:: Solicitud escrita 1 ::
Reproduce textualmente la parte del fragmento sobre los teletrabajadores que va de "Otros han optado" a "south, young one!", ambos incluidos.
:: Solicitud escrita 2 ::
Según el fragmento sobre los teletrabajadores, ¿qué colonias de la Ciudad de México se volvieron atractivas para los expats?

:: Fragmento del documento ::
○ ○ ○ ○
Al igual que sus virtuales patrones, toda una generación también ha descubierto que pagar altas rentas para estar en las cercanías de la empresa que les da trabajo es una reverenda estupidez, sobre todo si tu escritorio se encuentra en la sala de tu casa.
Estas nuevas hordas de tele-proletarios primero salió a las zonas rurales a vivir la idílica vida del campo, rodeados de maizales y vaquitas; una forma de vida que sus antepasados abrazaron y, ahora que a ellos les toca trabajar desde los virtuales surcos de internet, pues se han refugiado en paraísos campiranos.
Otros han optado regresar a la tierra que los vio nacer; si es lo mismo estar en los suburbios, pues tampoco puede haber mucha diferencia si uno se traslada a la ciudad de origen. Regresar a la querencia, a los amigos de la infancia y a la tranquila ciudad lejos de los grandes focos urbanos que hasta hace un par de años eran imanes para los trabajadores.
Go south, young one!
Sin embargo, dentro de esta revolución laboral, surgió una arrojada especie de teletrabajadores poseedores de un mayor instinto de riesgo y aventura; que se atrevieron a buscar paraísos más allá de las fronteras nacionales.
Miraron hacia el sur y se encontraron con un risueño vecino con hermosas playas, fascinantes pueblos mágicos pero, además, con una economía que se rige en pesos y un nivel de vida mucho más barato que en la propia patria.
Colonias como la Roma y la Condesa en la Ciudad de México de repente se hicieron mucho muy atractivas y a estas comenzaron a llegar los expats en búsqueda de la tierra prometida de las rentas baratas, pero ubicadas en zonas de vibrante actividad por parte de los lugareños que, viéndolos bien, se apartan en mucho de la imagen estereotípica del nativo de estas feroces tierras.
○ ○ ○ ○
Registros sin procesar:

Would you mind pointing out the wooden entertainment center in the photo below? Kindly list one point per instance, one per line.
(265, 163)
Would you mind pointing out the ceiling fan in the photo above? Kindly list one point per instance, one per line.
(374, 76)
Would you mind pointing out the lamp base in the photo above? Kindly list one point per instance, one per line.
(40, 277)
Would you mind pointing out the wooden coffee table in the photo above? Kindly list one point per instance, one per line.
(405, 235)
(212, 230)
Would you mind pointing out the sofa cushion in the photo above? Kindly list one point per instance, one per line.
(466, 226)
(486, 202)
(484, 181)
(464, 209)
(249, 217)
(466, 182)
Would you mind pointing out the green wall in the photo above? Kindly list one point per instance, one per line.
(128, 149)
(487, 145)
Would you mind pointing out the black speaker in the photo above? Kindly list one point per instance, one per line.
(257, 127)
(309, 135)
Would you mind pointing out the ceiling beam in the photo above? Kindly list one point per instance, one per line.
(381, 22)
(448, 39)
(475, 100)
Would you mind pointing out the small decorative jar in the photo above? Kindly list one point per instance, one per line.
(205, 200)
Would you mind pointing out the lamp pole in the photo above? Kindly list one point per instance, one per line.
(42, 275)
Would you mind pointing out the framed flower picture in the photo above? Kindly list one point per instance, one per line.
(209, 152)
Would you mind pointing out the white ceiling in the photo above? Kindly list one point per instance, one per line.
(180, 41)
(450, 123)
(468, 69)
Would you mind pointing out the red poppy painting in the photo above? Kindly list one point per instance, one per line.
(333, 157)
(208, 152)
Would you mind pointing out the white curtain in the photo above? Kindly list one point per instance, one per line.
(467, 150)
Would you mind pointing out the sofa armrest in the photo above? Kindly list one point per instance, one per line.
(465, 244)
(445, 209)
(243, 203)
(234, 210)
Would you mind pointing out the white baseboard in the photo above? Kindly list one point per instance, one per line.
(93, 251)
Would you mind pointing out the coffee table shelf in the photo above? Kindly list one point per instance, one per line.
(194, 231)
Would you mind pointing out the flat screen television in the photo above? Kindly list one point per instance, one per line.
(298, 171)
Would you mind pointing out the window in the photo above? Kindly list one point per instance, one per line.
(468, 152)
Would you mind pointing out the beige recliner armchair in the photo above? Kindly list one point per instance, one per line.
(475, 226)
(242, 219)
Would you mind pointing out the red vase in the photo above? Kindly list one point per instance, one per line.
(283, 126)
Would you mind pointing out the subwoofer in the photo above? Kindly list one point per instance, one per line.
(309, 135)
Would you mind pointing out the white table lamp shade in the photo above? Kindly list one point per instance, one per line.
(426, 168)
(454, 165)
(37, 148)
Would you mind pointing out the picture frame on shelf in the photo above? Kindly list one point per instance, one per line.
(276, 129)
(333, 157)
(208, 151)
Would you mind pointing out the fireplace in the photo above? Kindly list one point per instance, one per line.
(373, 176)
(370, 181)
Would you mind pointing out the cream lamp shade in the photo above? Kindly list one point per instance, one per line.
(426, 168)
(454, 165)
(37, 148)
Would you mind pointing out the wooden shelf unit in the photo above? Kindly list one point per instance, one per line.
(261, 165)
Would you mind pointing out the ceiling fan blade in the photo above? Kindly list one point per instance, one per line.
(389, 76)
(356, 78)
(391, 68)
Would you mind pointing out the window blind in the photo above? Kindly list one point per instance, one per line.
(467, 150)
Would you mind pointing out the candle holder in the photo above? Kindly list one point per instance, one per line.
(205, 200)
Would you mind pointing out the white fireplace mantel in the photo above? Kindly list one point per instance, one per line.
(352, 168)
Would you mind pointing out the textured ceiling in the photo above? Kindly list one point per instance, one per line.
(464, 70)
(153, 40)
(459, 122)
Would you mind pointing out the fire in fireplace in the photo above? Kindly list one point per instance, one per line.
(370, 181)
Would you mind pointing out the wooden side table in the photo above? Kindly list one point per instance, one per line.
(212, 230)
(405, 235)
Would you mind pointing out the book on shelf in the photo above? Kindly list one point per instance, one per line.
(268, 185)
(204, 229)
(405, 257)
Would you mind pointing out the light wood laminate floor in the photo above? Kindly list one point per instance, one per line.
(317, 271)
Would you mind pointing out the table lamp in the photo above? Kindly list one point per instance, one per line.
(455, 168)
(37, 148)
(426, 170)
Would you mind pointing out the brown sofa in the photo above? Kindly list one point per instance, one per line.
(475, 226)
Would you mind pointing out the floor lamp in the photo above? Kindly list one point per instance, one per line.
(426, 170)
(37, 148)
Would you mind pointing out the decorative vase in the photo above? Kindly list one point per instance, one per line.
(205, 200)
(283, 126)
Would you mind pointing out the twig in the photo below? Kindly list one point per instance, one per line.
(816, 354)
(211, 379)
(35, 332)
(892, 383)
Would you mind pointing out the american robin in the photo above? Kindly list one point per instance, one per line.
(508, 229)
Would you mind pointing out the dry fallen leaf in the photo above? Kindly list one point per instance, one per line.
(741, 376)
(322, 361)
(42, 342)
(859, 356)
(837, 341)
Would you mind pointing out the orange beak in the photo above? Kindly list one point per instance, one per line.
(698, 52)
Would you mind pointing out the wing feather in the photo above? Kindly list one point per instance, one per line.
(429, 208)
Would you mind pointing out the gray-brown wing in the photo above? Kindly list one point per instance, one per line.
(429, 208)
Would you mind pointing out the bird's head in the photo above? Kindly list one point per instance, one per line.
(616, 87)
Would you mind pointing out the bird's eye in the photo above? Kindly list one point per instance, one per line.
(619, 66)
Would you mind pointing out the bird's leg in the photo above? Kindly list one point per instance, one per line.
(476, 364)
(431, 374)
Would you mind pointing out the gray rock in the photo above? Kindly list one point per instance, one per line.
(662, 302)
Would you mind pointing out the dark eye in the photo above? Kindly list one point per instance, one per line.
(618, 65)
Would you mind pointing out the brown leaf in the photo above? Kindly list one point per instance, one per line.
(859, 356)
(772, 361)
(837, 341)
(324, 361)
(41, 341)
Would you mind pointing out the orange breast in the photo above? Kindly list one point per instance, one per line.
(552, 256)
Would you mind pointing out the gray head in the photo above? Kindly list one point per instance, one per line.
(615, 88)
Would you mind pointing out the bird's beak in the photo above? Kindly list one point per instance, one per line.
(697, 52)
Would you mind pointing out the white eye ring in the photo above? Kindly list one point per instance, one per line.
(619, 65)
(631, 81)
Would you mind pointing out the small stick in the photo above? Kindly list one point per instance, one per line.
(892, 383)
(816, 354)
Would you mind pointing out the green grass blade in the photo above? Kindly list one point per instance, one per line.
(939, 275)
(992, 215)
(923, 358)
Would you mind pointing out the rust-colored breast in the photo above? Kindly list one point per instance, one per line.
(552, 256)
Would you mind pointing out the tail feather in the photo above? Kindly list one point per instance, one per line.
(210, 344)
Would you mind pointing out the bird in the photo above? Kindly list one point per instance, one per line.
○ ○ ○ ○
:: Respuesta final 1 ::
Otros han optado regresar a la tierra que los vio nacer; si es lo mismo estar en los suburbios, pues tampoco puede haber mucha diferencia si uno se traslada a la ciudad de origen. Regresar a la querencia, a los amigos de la infancia y a la tranquila ciudad lejos de los grandes focos urbanos que hasta hace un par de años eran imanes para los trabajadores.
Go south, young one!

:: Respuesta final 2 ::
La Roma y la Condesa.